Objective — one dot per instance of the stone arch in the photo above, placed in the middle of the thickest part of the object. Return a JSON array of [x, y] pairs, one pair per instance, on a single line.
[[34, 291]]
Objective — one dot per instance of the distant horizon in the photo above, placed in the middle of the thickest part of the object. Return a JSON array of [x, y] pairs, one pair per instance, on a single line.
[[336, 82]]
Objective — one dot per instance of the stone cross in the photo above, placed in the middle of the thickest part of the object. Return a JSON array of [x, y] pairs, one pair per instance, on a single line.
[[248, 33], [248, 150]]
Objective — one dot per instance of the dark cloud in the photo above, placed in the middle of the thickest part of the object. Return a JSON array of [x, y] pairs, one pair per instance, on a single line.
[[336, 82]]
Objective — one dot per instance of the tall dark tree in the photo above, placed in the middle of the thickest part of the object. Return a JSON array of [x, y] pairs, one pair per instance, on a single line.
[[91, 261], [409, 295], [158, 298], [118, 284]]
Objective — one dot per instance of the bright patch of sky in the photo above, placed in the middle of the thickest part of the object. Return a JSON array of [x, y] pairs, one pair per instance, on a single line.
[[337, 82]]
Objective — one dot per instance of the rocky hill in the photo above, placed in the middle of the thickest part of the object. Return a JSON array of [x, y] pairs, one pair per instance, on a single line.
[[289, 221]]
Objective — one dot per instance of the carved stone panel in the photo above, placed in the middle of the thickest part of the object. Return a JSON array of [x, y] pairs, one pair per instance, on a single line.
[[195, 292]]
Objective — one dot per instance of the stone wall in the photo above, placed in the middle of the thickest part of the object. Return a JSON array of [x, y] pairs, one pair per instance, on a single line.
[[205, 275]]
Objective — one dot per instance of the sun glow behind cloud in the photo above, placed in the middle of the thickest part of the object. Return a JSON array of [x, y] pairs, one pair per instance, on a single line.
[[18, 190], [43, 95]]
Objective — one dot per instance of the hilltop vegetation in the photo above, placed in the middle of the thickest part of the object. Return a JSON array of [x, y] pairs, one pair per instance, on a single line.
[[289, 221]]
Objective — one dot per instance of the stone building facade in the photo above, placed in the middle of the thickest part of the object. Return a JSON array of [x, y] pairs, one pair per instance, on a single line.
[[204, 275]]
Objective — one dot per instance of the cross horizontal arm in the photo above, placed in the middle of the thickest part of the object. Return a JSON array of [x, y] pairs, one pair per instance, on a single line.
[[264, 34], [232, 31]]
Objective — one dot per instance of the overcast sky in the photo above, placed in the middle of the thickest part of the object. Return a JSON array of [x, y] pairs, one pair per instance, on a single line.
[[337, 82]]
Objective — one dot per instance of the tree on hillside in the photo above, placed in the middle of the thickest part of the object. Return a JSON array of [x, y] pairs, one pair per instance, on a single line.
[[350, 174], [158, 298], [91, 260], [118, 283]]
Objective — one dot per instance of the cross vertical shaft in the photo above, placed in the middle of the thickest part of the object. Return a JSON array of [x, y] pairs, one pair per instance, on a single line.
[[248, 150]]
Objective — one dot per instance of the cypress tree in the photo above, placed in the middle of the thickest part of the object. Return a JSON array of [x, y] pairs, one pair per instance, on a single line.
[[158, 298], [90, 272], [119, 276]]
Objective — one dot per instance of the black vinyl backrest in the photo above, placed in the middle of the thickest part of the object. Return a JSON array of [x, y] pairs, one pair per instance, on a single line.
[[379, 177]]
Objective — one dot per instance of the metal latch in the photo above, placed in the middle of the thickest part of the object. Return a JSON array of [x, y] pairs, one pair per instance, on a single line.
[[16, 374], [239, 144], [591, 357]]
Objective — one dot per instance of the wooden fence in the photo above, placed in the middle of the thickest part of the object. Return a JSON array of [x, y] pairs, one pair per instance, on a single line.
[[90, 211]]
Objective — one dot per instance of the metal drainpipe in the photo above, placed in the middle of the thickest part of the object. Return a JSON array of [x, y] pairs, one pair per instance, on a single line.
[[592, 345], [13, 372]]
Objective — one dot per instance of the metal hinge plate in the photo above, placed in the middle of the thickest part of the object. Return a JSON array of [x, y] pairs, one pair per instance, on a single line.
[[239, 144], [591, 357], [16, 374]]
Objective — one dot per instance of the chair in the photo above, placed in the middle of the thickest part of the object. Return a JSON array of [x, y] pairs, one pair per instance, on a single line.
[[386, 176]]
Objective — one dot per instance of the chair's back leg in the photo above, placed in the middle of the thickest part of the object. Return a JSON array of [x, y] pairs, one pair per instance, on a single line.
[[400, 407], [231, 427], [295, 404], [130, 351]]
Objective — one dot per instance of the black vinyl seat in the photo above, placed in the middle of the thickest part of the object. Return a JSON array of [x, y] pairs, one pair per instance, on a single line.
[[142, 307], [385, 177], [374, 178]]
▬▬▬
## [TASK PROMPT]
Could you arrange the stretch of the records above, from the line containing "Objective — one dot per instance of the black vinyl seat" through the end of the records, as a JSON list of strings with one string per line and no blank lines?

## [WRITTEN SOLUTION]
[
  "Objective — one dot per instance of the black vinyl seat in the photo above, placed in the middle of the thickest part of the object. Return a JSON array of [x, y] pairs, one pair per instance, on a single line.",
  "[[142, 307], [385, 177], [374, 178]]"
]